Some of the new genes identified included those “involved in the nervous system,” he said. And the location of the tandem repeat expansion within the DNA itself was associated with “certain characteristics and behaviours such as IQ and life skills,” the press release said.
“This really is a game changer for autism, and genomic research,” Yuen said. “It opens up new opportunities in precision diagnostics and medicine.”
Another way of thinking about these anomalies within the DNA, Scherer said, is as music.
“One of the really interesting findings that was made in this study was there's identified to be about a million different sites across the vast expanse of the human genome that have the ability to expand and also contract,” he said. “These are these repeat regions that we've mentioned.
“And I think the way we think about this is the DNA in these regions is kind of like an accordion. If they stretch out to a certain extent, the music that's played by the DNA or by the instrument has a different tone to it, so the genes are really music here. It’s a different […] song that's played.”
Scherer said that in the almost two decades he’s been studying the autism spectrum, “this is the most exciting advance we've had in 15 years.”
The discovery may lead to improved genetic tests, a boon for families and individuals with autism who want a key question answered: Why?
Yuen believes this research will “impact thousands of families,” and will allow scientists to provide countless individuals with autism a clear explanation for their autism by looking at their genes.
“And all of the individuals with autism can also have serious medical conditions,” he added. “So identifying [these] new tandem repeat expansions to paste into the genome and find out […] the other [genes] involved can provide crucial information for the families and the health care providers.”
Kristen Ellison, who lives in Cobourg, Ontario, is tentatively excited about the study.
Her son, Carter, is nine years old, and on the autism spectrum. He was diagnosed when he was only two years old.
“We're in the infancy of this research and so realistically, I don't know if it's gonna have an impact, right away,” she told CTV News.
“But I hope that one day, these events will have an impact and improve the quality of life for people with autism.”

-------

■ ABOUT THIS TASK
Continue the article on the autism genetics study from where it stops.

■ RECORDS SHOWN
-------

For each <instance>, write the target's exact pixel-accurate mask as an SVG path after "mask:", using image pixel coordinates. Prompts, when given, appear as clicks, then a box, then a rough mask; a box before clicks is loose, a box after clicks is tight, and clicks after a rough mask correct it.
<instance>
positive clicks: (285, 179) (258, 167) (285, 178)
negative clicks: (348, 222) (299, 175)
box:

-------

■ ANSWER SPACE
It’s a hope that Margaret Spoelstra, Executive Director of Autism Ontario, shares.
“[It’s] not only ‘why does my child have this’, but also does this information tell us anything that we might be able to do to support our child, or just support their development, their health, their learning,” she told CTV News.
“I think that is the ultimate goal in this, is to have a greater understanding and a greater way to support, not to eliminate. That's not the goal. For families [it] is really to see how can we help my son, my daughter, my child, be the very best that they can be.”
According to Scherer, looking at the DNA can assist in informing patients and their families early on what type of autism they have, so they can plan for care.
“This new discovery actually adds at least 15 or so new groupings of autism,” Scherer said. “Depending on the type of autism one has, you would see a set of specialty doctors -- neurologists, for example.”
The finding may also help scientists find medication that can target these regions in the DNA itself.
Researchers suspect these genetic wrinkles may play a role in other complex conditions related to the brain -- such as epilepsy and schizophrenia.
“This method also allows other researchers to apply their own data for further genomic discovery,” Yuen said.
Now that scientists have the tools to identify these wrinkles, they can try to find a way to iron them out.
“This is a major scientific advance in the understanding of autism and it will change lives,” Scherer said.
“It may take a little bit of time but we'll get there.”